**Task list:**
**A)** Answer these questions about the passage on PTSD:
(i) When, and in whom, was PTSD first diagnosed?
(ii) What can the body's organising intelligence not distinguish between?
(iii) Which two fields does the passage say lend credence to this new perspective?
**B)** Revise the passage on PTSD starting at "As we’ve seen" and ending at "to our advantage.", swapping "physiological arousal" for "bodily arousal".

**Extract to read:**
- Opening Delimiter -
Healing the Body of Pain

 

Post-traumatic Stress Disorder or PTSD was first diagnosed in the 1970s in US veterans returning from the Vietnam War. Repeated exposure to life-threatening danger was found to have created such psychological stress that the trauma continued to play out long after the events in question had passed - in both body and mind.

Interestingly, in today’s culture of overstimulation and non-stop distraction, many of us are also suffering from what you might call ‘PRE-traumatic Stress Disorder’. We worry and fixate about potentials and ideas - essentially about things that don’t even exist - and thereby live in an almost constant state of stress and anxiety, massively impacting our physical and psychological  health. 

What these two forms of PTSD have in common is the way the body naturally responds. Put simply, the body’s organising intelligence cannot distinguish between real and imagined danger - so whether we’re in a genuinely life-threatening situation, or just fixating on a potential danger, our body responds in exactly the same way.

As we’ve seen in previous articles, that response is to produce various states of physiological arousal, which, if left unprocessed, become toxic and lead to ill-health and disease within the body.

However, as we’ve also seen in a previous article on the placebo effect, that relationship between psychology and physiology also has hugely positive potential. Positive memories or the constructive receptivity of faith for example, activate our body’s innate self-healing capacity and empower all aspects of our life.

This insight has the potential to radically reframe where happiness and suffering are primarily coming from. And if we understand it deeply, we can turn that relationship between body and mind to our advantage.

Interpreting the world ‘out there’

The current outlook within the realms of neuroscience and quantum physics turn out to lend credence to this new perspective. In both, the whole notion of a world that is separate and external to the observer is reduced to the complex interplay of light and sound waves subjectively interpreted by the individual.
- Closing Delimiter -
**Entries provided:**
- Opening Delimiter -
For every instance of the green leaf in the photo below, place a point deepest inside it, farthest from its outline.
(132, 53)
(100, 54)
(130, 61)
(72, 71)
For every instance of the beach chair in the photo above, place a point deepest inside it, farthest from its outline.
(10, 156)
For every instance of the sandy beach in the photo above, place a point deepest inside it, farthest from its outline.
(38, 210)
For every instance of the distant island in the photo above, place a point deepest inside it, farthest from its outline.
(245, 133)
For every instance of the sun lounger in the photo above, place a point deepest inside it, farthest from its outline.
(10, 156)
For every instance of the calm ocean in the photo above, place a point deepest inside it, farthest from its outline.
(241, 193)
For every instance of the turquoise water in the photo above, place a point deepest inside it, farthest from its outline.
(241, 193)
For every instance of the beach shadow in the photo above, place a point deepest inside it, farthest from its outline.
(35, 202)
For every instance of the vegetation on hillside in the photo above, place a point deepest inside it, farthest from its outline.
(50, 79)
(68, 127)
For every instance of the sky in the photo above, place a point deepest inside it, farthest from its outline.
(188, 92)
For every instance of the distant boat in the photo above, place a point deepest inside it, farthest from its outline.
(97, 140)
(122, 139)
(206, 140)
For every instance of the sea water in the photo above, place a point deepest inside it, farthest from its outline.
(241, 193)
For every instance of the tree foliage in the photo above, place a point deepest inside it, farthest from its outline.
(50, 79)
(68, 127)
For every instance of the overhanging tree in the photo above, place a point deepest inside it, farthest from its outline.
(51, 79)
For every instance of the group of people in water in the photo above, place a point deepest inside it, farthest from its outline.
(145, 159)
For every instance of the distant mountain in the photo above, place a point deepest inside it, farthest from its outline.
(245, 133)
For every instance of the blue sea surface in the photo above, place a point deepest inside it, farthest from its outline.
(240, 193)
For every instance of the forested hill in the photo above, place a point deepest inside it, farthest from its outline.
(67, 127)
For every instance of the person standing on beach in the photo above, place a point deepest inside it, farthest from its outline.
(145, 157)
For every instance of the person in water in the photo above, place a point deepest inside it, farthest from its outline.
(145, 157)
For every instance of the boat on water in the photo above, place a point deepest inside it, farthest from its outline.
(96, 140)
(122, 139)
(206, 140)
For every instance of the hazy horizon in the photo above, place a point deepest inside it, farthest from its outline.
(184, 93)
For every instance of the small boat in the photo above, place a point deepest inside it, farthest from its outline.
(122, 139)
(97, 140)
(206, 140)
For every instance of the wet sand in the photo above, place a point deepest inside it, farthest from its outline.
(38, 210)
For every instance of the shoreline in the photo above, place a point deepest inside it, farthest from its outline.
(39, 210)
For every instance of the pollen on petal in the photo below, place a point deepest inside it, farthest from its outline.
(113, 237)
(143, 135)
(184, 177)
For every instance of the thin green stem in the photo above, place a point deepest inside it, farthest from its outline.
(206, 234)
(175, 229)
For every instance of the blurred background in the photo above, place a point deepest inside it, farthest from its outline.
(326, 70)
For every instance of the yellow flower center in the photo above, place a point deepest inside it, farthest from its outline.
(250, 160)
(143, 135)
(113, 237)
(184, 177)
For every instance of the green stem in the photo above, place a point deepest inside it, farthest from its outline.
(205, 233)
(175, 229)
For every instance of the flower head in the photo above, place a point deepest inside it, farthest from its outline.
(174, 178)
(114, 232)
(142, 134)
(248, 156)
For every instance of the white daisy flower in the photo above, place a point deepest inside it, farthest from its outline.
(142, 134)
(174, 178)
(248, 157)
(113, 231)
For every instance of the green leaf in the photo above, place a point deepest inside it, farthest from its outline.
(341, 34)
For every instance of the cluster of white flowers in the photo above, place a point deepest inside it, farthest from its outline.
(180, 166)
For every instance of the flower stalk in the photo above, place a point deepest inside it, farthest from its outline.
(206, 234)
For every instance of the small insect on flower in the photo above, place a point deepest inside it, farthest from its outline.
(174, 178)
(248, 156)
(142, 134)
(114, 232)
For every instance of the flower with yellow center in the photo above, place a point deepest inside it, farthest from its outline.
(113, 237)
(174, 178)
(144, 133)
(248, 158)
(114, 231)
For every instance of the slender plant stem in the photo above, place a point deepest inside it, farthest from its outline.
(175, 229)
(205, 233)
- Closing Delimiter -
**Responses by item number:**
**A)**
(i) In the 1970s, in US veterans returning from the Vietnam War.
(ii) Real and imagined danger.
(iii) Neuroscience and quantum physics.

**B)**
As we’ve seen in previous articles, that response is to produce various states of bodily arousal, which, if left unprocessed, become toxic and lead to ill-health and disease within the body.

However, as we’ve also seen in a previous article on the placebo effect, that relationship between psychology and physiology also has hugely positive potential. Positive memories or the constructive receptivity of faith for example, activate our body’s innate self-healing capacity and empower all aspects of our life.

This insight has the potential to radically reframe where happiness and suffering are primarily coming from. And if we understand it deeply, we can turn that relationship between body and mind to our advantage.